▶ WHAT TO DO
Copy all lines holding the word "grass" from the entries.

(Records from a data collection)
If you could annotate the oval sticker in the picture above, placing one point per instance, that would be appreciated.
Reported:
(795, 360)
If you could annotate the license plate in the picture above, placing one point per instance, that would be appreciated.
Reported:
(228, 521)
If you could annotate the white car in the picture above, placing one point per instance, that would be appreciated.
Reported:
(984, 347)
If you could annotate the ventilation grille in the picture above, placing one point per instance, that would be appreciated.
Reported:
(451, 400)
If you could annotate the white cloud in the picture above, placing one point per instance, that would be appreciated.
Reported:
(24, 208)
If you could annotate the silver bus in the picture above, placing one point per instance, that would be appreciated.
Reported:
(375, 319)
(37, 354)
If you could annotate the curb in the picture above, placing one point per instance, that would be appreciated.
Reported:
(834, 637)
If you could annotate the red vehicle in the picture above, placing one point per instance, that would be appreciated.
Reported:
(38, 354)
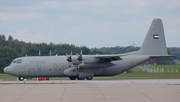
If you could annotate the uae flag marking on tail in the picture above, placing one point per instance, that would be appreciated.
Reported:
(155, 36)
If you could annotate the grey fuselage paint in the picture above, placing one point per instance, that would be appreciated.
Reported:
(54, 66)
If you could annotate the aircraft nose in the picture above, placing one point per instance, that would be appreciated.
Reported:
(7, 69)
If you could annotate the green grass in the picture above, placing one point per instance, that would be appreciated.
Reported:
(137, 72)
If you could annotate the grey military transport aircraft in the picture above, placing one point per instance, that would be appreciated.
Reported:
(88, 66)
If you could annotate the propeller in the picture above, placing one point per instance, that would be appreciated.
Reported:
(69, 59)
(80, 59)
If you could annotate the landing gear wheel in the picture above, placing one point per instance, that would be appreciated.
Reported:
(89, 78)
(21, 78)
(72, 78)
(81, 78)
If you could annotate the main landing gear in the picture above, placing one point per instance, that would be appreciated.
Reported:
(80, 78)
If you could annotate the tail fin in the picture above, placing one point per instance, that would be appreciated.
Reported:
(154, 43)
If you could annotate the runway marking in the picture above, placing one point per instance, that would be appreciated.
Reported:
(25, 93)
(63, 93)
(141, 93)
(102, 93)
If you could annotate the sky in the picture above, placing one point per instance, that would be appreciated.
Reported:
(91, 23)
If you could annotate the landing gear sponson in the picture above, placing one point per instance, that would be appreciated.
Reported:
(80, 78)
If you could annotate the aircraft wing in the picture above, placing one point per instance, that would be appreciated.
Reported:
(108, 57)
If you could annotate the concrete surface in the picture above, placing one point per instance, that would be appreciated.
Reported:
(140, 91)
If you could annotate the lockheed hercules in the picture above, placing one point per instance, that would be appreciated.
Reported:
(88, 66)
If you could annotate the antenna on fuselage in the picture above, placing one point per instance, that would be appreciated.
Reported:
(39, 52)
(50, 53)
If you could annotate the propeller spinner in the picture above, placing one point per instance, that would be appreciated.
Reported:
(79, 56)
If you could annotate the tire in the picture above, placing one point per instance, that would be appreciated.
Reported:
(21, 78)
(89, 78)
(72, 78)
(81, 78)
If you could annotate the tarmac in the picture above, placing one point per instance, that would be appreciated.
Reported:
(149, 90)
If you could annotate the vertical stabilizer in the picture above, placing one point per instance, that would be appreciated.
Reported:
(154, 43)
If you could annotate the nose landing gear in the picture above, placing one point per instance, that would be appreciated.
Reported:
(21, 78)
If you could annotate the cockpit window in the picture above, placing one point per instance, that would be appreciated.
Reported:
(17, 61)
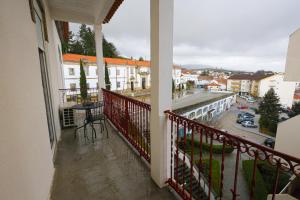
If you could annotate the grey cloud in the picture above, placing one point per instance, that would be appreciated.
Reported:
(248, 34)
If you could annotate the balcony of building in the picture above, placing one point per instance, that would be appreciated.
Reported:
(149, 150)
(106, 169)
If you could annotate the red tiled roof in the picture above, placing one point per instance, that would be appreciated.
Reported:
(205, 78)
(297, 96)
(255, 76)
(113, 61)
(213, 84)
(221, 80)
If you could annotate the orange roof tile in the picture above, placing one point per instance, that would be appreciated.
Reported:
(213, 84)
(113, 61)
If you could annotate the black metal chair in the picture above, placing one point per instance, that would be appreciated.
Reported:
(98, 117)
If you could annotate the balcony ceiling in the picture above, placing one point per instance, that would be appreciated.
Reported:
(83, 11)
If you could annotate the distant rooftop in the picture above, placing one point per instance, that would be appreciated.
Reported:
(249, 76)
(114, 61)
(196, 100)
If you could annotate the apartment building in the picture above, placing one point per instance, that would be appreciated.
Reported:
(259, 83)
(284, 89)
(123, 73)
(240, 83)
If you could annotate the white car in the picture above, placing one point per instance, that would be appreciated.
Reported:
(251, 100)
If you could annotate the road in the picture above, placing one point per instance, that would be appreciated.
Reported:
(227, 121)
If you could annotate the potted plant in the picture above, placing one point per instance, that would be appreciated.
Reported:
(83, 85)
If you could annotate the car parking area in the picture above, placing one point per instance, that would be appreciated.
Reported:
(227, 121)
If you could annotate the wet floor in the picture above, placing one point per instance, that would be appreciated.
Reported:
(106, 169)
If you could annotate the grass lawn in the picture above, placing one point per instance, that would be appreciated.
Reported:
(216, 148)
(265, 177)
(216, 173)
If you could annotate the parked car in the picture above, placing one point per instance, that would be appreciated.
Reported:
(249, 124)
(251, 100)
(245, 114)
(243, 119)
(269, 142)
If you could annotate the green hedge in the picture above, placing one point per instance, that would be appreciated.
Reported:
(265, 178)
(260, 190)
(217, 148)
(216, 173)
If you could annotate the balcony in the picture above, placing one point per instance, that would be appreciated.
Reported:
(106, 169)
(205, 163)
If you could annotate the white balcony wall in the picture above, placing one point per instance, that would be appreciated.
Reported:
(287, 137)
(292, 68)
(284, 89)
(26, 167)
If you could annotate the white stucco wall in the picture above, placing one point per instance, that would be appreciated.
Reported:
(26, 167)
(285, 90)
(292, 67)
(288, 138)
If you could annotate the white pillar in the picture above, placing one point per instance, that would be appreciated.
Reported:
(99, 56)
(161, 87)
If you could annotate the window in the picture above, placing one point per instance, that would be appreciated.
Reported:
(86, 70)
(71, 71)
(192, 115)
(73, 86)
(199, 112)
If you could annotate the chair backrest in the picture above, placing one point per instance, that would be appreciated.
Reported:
(98, 110)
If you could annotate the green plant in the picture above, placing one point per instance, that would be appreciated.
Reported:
(260, 190)
(216, 148)
(215, 175)
(265, 178)
(269, 111)
(83, 84)
(107, 79)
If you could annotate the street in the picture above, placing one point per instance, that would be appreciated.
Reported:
(227, 121)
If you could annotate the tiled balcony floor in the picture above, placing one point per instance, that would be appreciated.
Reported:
(107, 169)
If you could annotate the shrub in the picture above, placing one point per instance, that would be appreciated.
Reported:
(260, 190)
(216, 148)
(216, 173)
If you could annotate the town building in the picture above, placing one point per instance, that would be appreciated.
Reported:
(124, 74)
(189, 75)
(204, 106)
(284, 89)
(213, 87)
(259, 83)
(41, 161)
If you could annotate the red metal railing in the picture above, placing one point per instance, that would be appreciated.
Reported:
(131, 118)
(73, 95)
(193, 152)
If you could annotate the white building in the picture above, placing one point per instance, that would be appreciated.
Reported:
(123, 73)
(188, 75)
(284, 89)
(208, 106)
(287, 136)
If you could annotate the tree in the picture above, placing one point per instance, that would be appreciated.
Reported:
(107, 79)
(87, 39)
(109, 49)
(84, 43)
(83, 84)
(269, 112)
(295, 110)
(173, 86)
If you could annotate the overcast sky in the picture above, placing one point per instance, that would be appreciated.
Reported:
(233, 34)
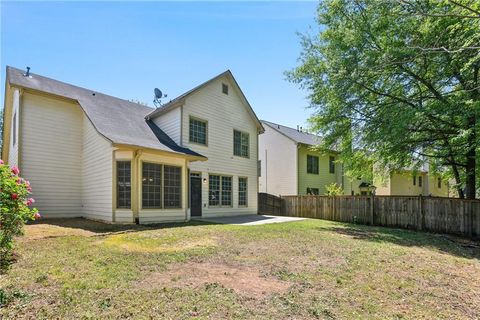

▶ RESULT FOR THIS TASK
If you could annotate the green grass in the picture above, placing one point per instance, that would be appreciated.
If you could annotate the grass lawn in the picture above, placing one point per instance, that would be appreciated.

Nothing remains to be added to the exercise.